## [Task instructions]
(1) In the Homeland review, why does Carrie authorize the air strike? Answer in one to three sentences.
(2) Please say whether each statement agrees with the Homeland review, answering yes or no and quoting the words that decide it: (a) The reviewer lost faith in Homeland after Season One. (b) Carrie is made CIA station chief in Afghanistan. (c) Claire Danes is one of the show's producers.
(3) Finish out the Homeland review with the next part, picking up after its final sentence.

Text shown below:

I wasn't one of those viewers who lost faith in Homeland (Channel 4, Sunday, 9pm) when it sidestepped an explosive climax to Season One, only to stumble on through Seasons Two and Three.
Granted, I could have done without the ongoing domestic dramas of the Brody household, but I'd be lying if I said I wasn't moved by the final scene of Season Three, when Carrie Mathison (Claire Danes) scribbled a black star on to the CIA's memorial wall.
I'm less sure that the show's latest reboot will deliver on the same emotional level. The is-he/isn't-he debate over the terrorist status of Nick Brody (Damian Lewis) is long gone, of course, and with it the central character dynamic between him and Carrie. Instead we're now in very unlikely territory, as she - a bipolar-concealing borderline alcoholic who had a child by one of America's Most Wanted - is made CIA station chief
in Afghanistan.
I can see why Danes - who's also one of the show's producers - would want to keep the scripts coming: she has won an Emmy, a Golden Globe and a Screen Actors Guild Award for the role. But Carrie is now less of a character arc, more of a narrative
sine wave.
The first episode of Season Four launched straight into one of the great moral conundrums of our times. Sketchy intel has been received by the CIA in Islamabad, revealing that one of their top Taliban targets is currently in a farmhouse in Pakistan. Because the source has always been credible, Carrie authorises an air strike. They kill the terrorist but this time the bad guy really was attending a wedding - camera-phone footage taken by a young survivor who lost his entire family in the bombing has been uploaded to the internet - and a deadly diplomatic incident follows.

End of Text shown.
Data extracts below:

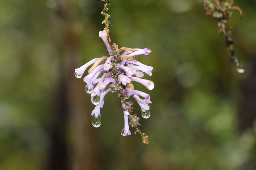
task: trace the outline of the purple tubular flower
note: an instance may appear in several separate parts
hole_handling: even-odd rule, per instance
[[[79,77],[76,76],[77,77],[81,78],[82,75],[84,74],[85,70],[88,68],[89,66],[94,63],[98,60],[99,59],[94,59],[87,63],[86,64],[82,65],[79,68],[76,68],[75,70],[75,74],[77,75],[81,75]]]
[[[103,105],[104,105],[104,100],[103,100],[103,99],[104,98],[104,97],[105,97],[106,95],[107,94],[107,93],[111,91],[111,88],[109,88],[106,91],[104,90],[105,90],[105,89],[102,89],[100,90],[101,93],[102,91],[102,92],[104,92],[101,93],[100,94],[100,103],[98,104],[100,105],[100,107],[101,108],[102,108],[103,107]]]
[[[123,59],[123,60],[121,62],[121,65],[124,65],[124,64],[126,63],[127,60],[126,59]]]
[[[114,57],[110,56],[107,59],[107,61],[104,64],[104,70],[105,71],[108,71],[110,69],[112,68],[112,64],[111,63],[111,60],[114,59]]]
[[[127,136],[127,135],[130,135],[132,133],[130,131],[130,129],[129,128],[129,122],[128,121],[128,116],[124,112],[124,136]]]
[[[152,71],[152,68],[150,68],[149,66],[148,67],[146,67],[144,66],[138,66],[132,65],[129,65],[126,66],[127,67],[133,68],[136,70],[140,70],[140,71],[142,71],[143,72],[145,72],[149,76],[151,76],[152,75],[152,73],[151,72],[151,71]]]
[[[103,70],[103,64],[100,65],[93,70],[92,72],[84,78],[84,81],[88,84],[98,78],[99,75]]]
[[[137,51],[135,52],[134,52],[133,53],[132,53],[128,55],[148,55],[152,51],[150,50],[148,50],[148,48],[145,48],[144,49],[134,49],[136,50],[137,50]]]
[[[103,42],[104,43],[107,47],[107,49],[108,51],[108,53],[109,54],[109,55],[112,55],[112,49],[111,48],[111,46],[108,43],[108,39],[107,37],[108,36],[108,33],[107,33],[107,31],[104,29],[103,31],[100,31],[99,32],[99,37],[100,37],[101,39],[103,40]]]
[[[91,96],[95,96],[96,95],[100,96],[100,90],[104,88],[110,82],[115,80],[114,79],[112,78],[106,78],[111,74],[110,72],[109,72],[103,74],[100,80],[96,86],[95,88],[92,91]],[[105,80],[106,81],[105,81]]]
[[[95,106],[95,108],[93,109],[93,110],[92,110],[92,115],[93,115],[94,114],[95,114],[94,115],[95,116],[95,117],[98,117],[99,115],[100,115],[100,108],[103,107],[103,105],[104,105],[104,101],[103,100],[103,99],[104,98],[104,97],[107,94],[107,93],[110,92],[111,90],[111,89],[110,88],[105,91],[101,93],[101,94],[100,95],[100,103]]]
[[[118,80],[122,82],[124,86],[126,86],[127,83],[130,83],[131,81],[128,76],[123,74],[120,74],[118,76]]]
[[[152,90],[154,87],[154,82],[152,81],[148,80],[142,79],[142,78],[138,78],[138,77],[131,77],[130,78],[132,81],[138,82],[144,85],[147,88],[150,90]]]
[[[139,62],[138,61],[136,61],[136,60],[130,60],[130,59],[128,59],[126,61],[126,63],[127,63],[133,64],[136,64],[137,66],[142,66],[143,67],[146,67],[147,69],[149,70],[150,72],[152,72],[152,70],[153,70],[153,68],[154,68],[153,67],[152,67],[151,66],[147,66],[146,65],[145,65],[144,64],[140,62]]]
[[[95,106],[95,108],[92,111],[91,114],[92,115],[93,115],[94,114],[94,115],[96,117],[97,117],[99,115],[100,115],[100,106],[99,104],[97,104]]]
[[[129,128],[129,122],[128,120],[128,115],[129,115],[129,112],[128,111],[125,111],[126,110],[125,104],[124,103],[122,100],[121,100],[122,103],[122,106],[123,107],[123,112],[124,113],[124,136],[127,136],[127,135],[131,135],[131,132],[130,131],[130,129]]]
[[[123,65],[119,64],[117,64],[116,67],[118,68],[121,68],[124,70],[126,73],[127,76],[129,77],[131,77],[132,75],[135,74],[135,73],[136,73],[136,70],[135,69],[129,68],[129,67],[124,66]]]
[[[142,72],[139,71],[138,70],[136,70],[136,73],[135,73],[135,76],[136,76],[136,77],[141,78],[143,76],[144,76],[144,74]]]
[[[145,112],[146,110],[149,109],[149,105],[148,104],[152,103],[151,101],[149,99],[145,99],[142,100],[137,94],[134,95],[133,96],[140,106],[142,111]]]
[[[140,91],[138,90],[132,90],[129,89],[128,88],[126,88],[126,92],[127,92],[126,94],[126,96],[127,97],[130,97],[131,96],[134,95],[140,95],[142,97],[144,98],[145,99],[147,100],[150,100],[150,96],[149,96],[149,94],[144,93],[143,92],[141,92]],[[149,101],[149,100],[148,100]]]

End of Data extracts.

## [Answers to the exercise]
(1) Carrie authorizes the air strike because the CIA's source for the intel has always been credible. That intel showed that one of their top Taliban targets was in a farmhouse in Pakistan.

(2)
(a) No: "I wasn't one of those viewers who lost faith in Homeland"
(b) Yes: "is made CIA station chief in Afghanistan"
(c) Yes: "who's also one of the show's producers"

(3)
Carrie attempts to be stoic, claiming that a terrorist knowingly puts his family in danger if he attends such a function; Danes frowns and looks twitchy. Black ops hero Peter Quinn is more suspicious about the intel; Rupert Friend frowns and looks protective. Carrie's former boss Saul Berenson is now out of the CIA and working for a private military contractor to provide expensive assistance to the US government in these hotspots; Mandy Patinkin frowns and looks anguished. Meanwhile, the Pakistani survivor of the attack and his college friends look like the cleanest-cut of movie stars.
Homeland seems to be setting itself up to put the morality, success rate and financial cost of drone strikes not under the microscope but under the camera lens of a TV drama. Perhaps that will prove more effective than the analysis given by certain US news channels. But without the character of Brody, I can't see where the focus will fall at a personal rather than political level. This might turn out to be a season-long debate about a nation's troubled conscience.